▶ **CHALLENGE**: Reproduce the listing below word for word, starting with the line that contains "Point out every instance of the white box" and going on through the end of the listing, with both ends included. Omit the pictures.

* START DATA TO USE *

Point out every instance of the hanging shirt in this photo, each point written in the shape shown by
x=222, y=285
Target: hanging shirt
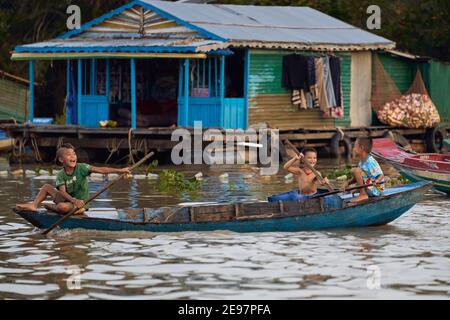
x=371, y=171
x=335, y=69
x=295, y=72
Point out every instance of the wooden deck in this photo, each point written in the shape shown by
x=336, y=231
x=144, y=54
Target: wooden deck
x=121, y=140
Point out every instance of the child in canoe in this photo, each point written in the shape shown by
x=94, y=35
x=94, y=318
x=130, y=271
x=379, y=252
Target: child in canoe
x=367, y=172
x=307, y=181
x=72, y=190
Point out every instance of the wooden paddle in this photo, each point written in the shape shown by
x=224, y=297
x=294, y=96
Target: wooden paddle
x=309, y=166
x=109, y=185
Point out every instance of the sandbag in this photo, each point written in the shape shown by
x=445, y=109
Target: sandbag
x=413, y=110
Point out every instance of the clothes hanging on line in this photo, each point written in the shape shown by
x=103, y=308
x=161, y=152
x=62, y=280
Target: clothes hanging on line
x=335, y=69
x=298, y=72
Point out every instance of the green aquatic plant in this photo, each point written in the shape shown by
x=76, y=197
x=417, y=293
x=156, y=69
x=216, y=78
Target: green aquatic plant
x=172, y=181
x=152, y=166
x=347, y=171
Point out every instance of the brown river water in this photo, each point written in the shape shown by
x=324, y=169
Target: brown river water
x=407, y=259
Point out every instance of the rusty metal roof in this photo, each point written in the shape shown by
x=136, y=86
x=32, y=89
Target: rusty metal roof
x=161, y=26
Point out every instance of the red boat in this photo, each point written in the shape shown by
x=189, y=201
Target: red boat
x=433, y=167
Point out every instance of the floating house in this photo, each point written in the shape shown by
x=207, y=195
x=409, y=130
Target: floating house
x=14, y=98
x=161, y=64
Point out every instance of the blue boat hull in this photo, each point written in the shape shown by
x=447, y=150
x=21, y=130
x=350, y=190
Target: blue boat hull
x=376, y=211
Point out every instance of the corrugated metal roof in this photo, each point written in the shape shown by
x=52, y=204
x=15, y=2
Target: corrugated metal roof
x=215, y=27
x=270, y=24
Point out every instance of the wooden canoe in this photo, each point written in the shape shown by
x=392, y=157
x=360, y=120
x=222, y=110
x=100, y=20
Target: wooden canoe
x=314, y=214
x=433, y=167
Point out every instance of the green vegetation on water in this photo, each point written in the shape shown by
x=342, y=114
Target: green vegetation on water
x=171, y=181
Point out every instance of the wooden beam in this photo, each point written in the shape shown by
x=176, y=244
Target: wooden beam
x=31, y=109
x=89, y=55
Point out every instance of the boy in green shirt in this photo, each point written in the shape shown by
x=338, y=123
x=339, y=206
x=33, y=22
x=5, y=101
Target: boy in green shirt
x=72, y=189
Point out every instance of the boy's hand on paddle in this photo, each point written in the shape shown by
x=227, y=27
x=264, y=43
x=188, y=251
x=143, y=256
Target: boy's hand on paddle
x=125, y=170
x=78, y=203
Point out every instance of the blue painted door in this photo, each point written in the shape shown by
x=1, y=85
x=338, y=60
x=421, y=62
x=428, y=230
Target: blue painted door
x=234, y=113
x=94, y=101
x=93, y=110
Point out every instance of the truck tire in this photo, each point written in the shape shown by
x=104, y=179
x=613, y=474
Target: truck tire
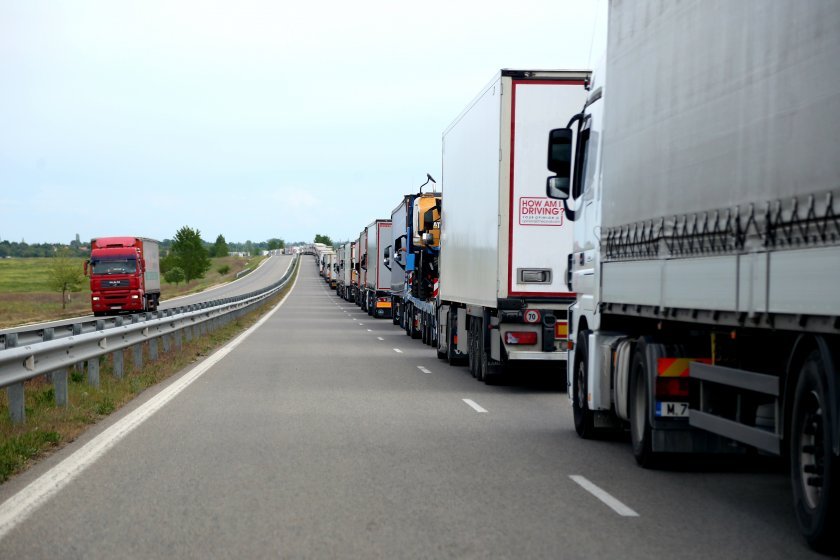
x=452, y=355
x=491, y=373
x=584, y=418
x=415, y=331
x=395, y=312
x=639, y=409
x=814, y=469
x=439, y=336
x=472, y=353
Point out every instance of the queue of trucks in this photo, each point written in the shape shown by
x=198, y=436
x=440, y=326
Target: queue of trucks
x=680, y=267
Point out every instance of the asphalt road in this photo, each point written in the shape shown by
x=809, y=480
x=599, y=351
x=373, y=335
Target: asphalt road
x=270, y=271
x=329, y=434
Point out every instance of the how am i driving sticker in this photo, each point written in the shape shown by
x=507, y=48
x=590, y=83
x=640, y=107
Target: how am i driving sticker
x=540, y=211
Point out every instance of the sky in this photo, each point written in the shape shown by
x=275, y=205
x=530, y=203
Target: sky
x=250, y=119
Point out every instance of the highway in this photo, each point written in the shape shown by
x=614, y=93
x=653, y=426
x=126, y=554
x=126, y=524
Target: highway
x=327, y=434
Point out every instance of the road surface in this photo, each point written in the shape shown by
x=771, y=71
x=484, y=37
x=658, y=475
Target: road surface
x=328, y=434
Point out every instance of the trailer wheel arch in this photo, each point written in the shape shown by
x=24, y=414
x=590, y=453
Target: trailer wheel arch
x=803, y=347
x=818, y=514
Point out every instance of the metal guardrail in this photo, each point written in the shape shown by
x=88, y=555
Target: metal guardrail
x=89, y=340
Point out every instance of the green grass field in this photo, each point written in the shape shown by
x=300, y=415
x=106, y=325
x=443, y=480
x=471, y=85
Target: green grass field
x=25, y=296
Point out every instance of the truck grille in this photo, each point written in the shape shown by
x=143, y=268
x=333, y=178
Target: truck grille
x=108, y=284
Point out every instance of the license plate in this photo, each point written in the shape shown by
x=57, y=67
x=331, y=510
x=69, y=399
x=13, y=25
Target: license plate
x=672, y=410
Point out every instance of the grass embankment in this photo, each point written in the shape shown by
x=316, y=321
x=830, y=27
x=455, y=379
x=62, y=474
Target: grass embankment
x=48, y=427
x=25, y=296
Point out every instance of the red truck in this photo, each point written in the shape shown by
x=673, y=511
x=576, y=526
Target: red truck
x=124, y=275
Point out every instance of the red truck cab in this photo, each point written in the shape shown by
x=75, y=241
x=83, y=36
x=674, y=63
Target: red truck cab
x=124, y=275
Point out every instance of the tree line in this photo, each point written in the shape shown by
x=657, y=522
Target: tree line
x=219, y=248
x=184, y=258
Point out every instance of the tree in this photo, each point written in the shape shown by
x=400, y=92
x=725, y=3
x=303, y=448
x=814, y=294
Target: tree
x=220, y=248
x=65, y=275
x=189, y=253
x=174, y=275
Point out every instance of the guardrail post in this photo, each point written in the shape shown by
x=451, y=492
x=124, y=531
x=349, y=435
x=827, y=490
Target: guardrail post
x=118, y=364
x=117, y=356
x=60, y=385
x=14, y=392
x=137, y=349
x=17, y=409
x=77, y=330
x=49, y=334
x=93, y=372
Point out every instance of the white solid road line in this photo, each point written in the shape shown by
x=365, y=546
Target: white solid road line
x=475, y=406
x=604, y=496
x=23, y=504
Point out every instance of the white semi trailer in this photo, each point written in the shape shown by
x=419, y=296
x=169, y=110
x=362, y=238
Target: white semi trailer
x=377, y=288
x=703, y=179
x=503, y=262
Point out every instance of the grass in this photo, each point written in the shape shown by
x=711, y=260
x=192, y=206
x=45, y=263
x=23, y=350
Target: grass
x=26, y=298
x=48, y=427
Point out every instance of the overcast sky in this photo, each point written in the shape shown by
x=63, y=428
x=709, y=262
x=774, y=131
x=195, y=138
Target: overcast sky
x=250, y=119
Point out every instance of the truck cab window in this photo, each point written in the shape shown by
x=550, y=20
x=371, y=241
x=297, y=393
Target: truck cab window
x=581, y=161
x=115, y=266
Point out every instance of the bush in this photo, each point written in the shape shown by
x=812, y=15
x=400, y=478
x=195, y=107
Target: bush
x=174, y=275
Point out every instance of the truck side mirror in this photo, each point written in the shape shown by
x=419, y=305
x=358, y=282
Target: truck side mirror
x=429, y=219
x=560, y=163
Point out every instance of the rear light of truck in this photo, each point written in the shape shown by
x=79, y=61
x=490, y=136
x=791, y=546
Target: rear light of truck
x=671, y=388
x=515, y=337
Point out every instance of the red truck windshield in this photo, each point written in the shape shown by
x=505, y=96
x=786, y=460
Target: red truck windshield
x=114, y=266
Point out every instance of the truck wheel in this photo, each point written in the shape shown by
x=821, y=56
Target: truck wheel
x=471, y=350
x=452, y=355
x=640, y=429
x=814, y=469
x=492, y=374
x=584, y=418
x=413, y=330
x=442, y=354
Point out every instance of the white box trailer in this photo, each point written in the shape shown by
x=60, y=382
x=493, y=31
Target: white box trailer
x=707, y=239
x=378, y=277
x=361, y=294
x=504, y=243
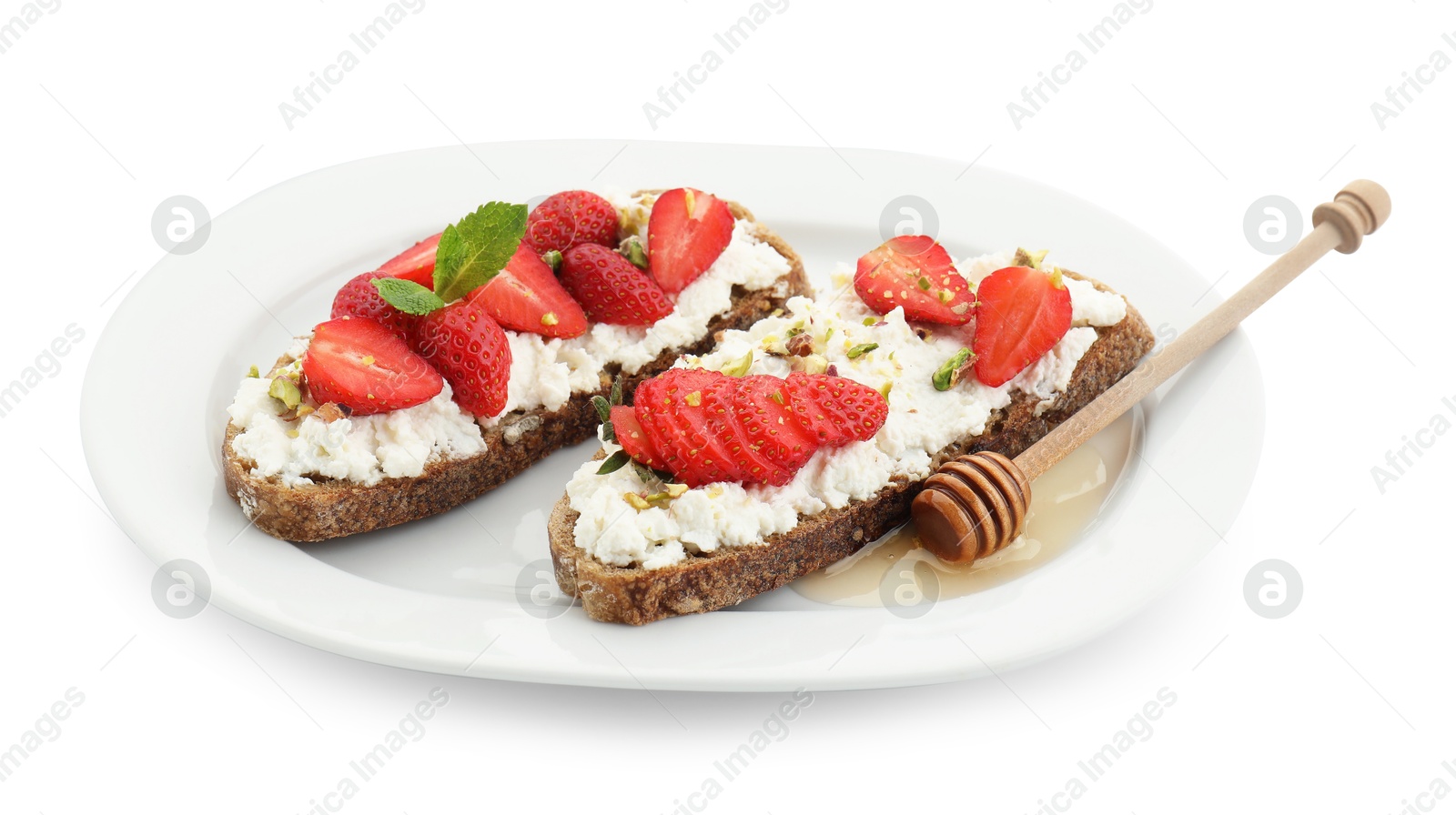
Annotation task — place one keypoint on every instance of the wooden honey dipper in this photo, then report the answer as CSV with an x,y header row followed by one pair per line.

* END DATA TO USE *

▶ **SOLUTION TO THIS EXERCISE**:
Point out every instance of the white box trailer in this photo, each point written in the shape shown by
x=60, y=382
x=493, y=31
Target: white box trailer
x=707, y=239
x=378, y=277
x=361, y=294
x=504, y=243
Annotation task — place one keypoint on every instance of the wooden honey dipper in this photo, then report the answer as CSV with an x,y header row followed by one pair per line.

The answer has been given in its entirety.